• _Sayfa metni_
# # # #

Murat Erşahin Sinemadan Çıkmış İnsan

03 HAZİRAN 2016

02 Haziran 2016 Perşembe 22:50
Murat Erşahin Sinemadan Çıkmış İnsan

Üçü yerli, dokuz yeni filme ev sahipliği yapıyor yeni hafta. Hayatın omuz başında sürüyor filmler de… İçinizde yaşayan sinemadan çıkmış insanın elini sakın ha bırakmayın! Herkese iyi seyirler.

WARCRAFT
Milyonların ‘hastası’ olduğu fenomen bir oyundan perdeye uyarlanan, aksiyonu bol fantastik serüven, yeni bir ‘Yüzüklerin Efendisi’ evreni yaratıyor. Barışçıl ve huzurlu Azeroth krallığı, yok olan ülkelerinden, başka bir evrenden büyü yoluyla gelen Ork savaşçılarının tehdidi altındadır. İki ayrı taraftan iki ayrı kahraman, mitolojiye göz kırpan ve kendi içinde yeni bir mit yaratan öyküde, ırklarına barışı getirmek ve kötücül olanı yok etmek için mücadele vereceklerdir. Güç ve fedakarlık öyküsü, heyecan dolu ve son derece tempolu olduğu kadar da duygusal ve romantik tatlar içeriyor. Üç boyutlu fantastik serüven, yeni bir serinin de müjdecisi öte yandan. Yönetmen koltuğunda, senaryoda da ismi olan Duncan Jones oturuyor. ‘Moon / Ay’ ve ‘Source Code / Yaşam Şifresi’ filmlerinden tanıdığımız İngiliz sinemacı, dijital efektlerin ağırlıkta olduğu filminde, öyküyü ve atmosferi es geçmemiş. Popüler TV serisi ‘Vikings / Vikingler’in karizmatik savaşçısı Ragnar rolünde sükse yapan Avustralyalı Travis Fimmel’e, Ben Foster, Dominic Cooper, Toby Kebbell, Ben Schnetzer, Paula Patton ve Clancy Brown gibi isimlerin eşlik ettiği aksiyon epiğinin sürprizleri arasında Glenn Close da yer alıyor. Kanada’da, dört aylık sürede çekilen hareketli serüvende Ork dili özel olarak tasarlanmış. IMAX teknolojisinin de katkısıyla, dijital dünyanın sevilen oyunu sadece serüvenin müdavimleri ve türün tutkunları için değil, yediden yetmişe bütün izleyici için keyifli anlar vaat ediyor. (3,5 / 5)

# # # #

• _Verilen kayıtlar_

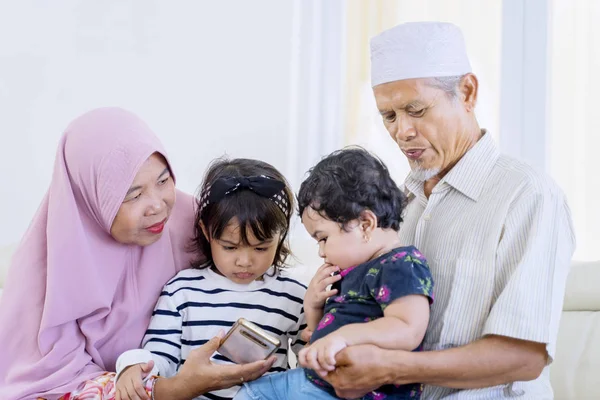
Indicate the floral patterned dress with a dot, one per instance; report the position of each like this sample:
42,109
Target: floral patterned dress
364,293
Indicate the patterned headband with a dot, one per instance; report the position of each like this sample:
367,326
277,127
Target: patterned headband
262,185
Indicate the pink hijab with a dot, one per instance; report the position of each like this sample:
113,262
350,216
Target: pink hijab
75,298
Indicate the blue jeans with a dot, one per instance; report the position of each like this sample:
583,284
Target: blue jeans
289,385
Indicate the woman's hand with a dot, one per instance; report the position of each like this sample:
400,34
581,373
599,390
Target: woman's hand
130,384
199,375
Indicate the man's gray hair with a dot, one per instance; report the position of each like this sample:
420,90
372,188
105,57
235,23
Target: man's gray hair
449,84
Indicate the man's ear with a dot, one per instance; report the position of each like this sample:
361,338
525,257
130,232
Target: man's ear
468,88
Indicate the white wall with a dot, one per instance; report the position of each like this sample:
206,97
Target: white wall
208,77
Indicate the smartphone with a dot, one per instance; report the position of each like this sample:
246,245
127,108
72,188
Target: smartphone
245,342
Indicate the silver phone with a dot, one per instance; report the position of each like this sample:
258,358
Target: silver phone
245,343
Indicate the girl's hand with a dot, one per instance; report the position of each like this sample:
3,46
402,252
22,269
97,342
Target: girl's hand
130,384
316,294
199,375
320,356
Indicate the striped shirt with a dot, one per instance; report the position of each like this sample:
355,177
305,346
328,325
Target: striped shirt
499,239
196,304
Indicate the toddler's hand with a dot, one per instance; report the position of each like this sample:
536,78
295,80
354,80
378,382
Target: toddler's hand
305,335
130,384
316,294
320,355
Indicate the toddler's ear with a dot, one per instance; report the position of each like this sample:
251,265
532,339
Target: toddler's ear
204,231
368,221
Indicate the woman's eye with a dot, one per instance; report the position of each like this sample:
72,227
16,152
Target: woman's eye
133,198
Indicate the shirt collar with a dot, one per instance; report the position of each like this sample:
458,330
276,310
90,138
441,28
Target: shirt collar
468,176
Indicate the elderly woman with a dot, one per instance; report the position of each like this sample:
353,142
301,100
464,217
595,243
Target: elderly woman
111,230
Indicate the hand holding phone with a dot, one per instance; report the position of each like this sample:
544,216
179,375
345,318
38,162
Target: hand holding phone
245,343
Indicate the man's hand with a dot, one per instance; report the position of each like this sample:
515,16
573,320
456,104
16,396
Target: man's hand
362,369
320,355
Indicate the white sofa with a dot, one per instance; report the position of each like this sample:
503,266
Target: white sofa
576,371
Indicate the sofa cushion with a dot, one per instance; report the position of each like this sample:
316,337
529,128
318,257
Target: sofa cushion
574,373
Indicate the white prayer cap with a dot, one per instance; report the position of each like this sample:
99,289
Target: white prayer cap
418,50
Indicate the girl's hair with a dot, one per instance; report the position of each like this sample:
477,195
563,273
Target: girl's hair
349,181
257,214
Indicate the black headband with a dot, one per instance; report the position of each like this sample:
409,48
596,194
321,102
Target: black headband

# # # #

• _Görev_
Sayfa metnine göre (a), (b) ve (c) ifadelerinin doğru olup olmadığını belirtin. Her biri için evet ya da hayır deyin ve kararı belirleyen sözleri metinden değiştirmeden alıntılayın. (a) Filmin yönetmeni senaryoda da adı geçen kişidir. (b) Film İngiltere'de çekilmiştir. (c) Film yalnızca serüvenin müdavimlerine ve türün tutkunlarına keyif vaat ediyor. Yalnızca sayfa metnindeki bilgilere dayanın.

• _Yanıt_
(a) Evet: "Yönetmen koltuğunda, senaryoda da ismi olan Duncan Jones oturuyor."
(b) Hayır: "Kanada’da, dört aylık sürede çekilen hareketli serüvende"
(c) Hayır: "sadece serüvenin müdavimleri ve türün tutkunları için değil, yediden yetmişe bütün izleyici için keyifli anlar vaat ediyor."